▶ Tarea indicada: Copia completo y sin cambios el fragmento titulado «Día once».

▶ Sección del documento:
-*-

Día
once
Antes
de que el cuarto fuera de mis abuelos, estaba pensado para que mis dos medio
hermanos mayores tuvieran un cuarto en nuestra casa. Ellos son hijos del primer
matrimonio de papá y se quedaban aquí cuando venían de visita desde Miami,
donde vivían con su mamá. Vinieron varias veces durante su adolescencia, e
incluso el mayor vivió una temporada larga con nosotros porque en Miami andaba
metido en pandillas. “Demasiado Black Sabbath” dijo un día mi papá.
Luego,
en el 92, lo vivió mi tío, un primo de papá que venía de Magangué y estaba
trabajando un proyecto en Cartagena. Nunca supe de qué se trataba su trabajo,
aún hoy no tengo muy claro qué es lo que hace. Solo se que sueña con hacer
potable el rio Bogotá. Recuerdo que esa navidad nos regaló muchos juguetes a mi
hermana y a mi. Lo que más me gustó era una Barbie latina que se llamaba
Teresa, a mi hermana le tocó una asiática que se llamaba Kira.

-*-

[Registros de señalamiento de objetos nombrados]

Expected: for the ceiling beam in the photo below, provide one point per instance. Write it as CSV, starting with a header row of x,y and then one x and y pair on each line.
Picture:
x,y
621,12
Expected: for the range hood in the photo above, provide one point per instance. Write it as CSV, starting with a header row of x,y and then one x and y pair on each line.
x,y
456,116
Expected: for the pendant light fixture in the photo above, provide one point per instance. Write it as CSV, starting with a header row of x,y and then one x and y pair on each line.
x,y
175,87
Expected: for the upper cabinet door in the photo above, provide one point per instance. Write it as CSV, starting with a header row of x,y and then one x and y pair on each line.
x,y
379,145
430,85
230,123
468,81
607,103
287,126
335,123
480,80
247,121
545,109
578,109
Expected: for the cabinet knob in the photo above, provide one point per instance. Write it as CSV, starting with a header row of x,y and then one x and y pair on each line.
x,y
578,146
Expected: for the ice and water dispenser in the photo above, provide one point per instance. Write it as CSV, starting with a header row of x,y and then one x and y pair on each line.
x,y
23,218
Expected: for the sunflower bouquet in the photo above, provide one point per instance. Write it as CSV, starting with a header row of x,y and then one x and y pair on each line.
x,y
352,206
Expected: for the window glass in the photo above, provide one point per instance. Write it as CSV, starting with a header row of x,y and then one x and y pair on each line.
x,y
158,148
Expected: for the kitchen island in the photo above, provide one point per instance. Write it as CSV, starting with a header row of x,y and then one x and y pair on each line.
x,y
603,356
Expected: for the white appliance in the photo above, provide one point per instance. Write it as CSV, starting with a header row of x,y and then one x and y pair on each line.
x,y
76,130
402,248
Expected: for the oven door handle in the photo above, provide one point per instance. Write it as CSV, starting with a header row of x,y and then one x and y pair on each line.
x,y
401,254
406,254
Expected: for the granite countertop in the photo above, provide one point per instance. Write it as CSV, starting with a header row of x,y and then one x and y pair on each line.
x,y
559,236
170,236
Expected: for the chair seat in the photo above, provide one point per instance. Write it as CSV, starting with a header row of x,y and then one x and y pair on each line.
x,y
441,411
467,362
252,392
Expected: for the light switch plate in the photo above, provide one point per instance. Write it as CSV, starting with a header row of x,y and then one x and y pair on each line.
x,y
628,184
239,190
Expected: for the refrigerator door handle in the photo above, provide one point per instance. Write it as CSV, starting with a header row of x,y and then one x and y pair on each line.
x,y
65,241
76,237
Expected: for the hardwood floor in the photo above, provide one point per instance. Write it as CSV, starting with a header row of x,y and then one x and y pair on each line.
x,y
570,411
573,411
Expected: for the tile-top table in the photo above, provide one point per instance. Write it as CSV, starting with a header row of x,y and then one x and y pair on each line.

-*-

▶ Ejercicio resuelto:
Día
once
Antes
de que el cuarto fuera de mis abuelos, estaba pensado para que mis dos medio
hermanos mayores tuvieran un cuarto en nuestra casa. Ellos son hijos del primer
matrimonio de papá y se quedaban aquí cuando venían de visita desde Miami,
donde vivían con su mamá. Vinieron varias veces durante su adolescencia, e
incluso el mayor vivió una temporada larga con nosotros porque en Miami andaba
metido en pandillas. “Demasiado Black Sabbath” dijo un día mi papá.
Luego,
en el 92, lo vivió mi tío, un primo de papá que venía de Magangué y estaba
trabajando un proyecto en Cartagena. Nunca supe de qué se trataba su trabajo,
aún hoy no tengo muy claro qué es lo que hace. Solo se que sueña con hacer
potable el rio Bogotá. Recuerdo que esa navidad nos regaló muchos juguetes a mi
hermana y a mi. Lo que más me gustó era una Barbie latina que se llamaba
Teresa, a mi hermana le tocó una asiática que se llamaba Kira.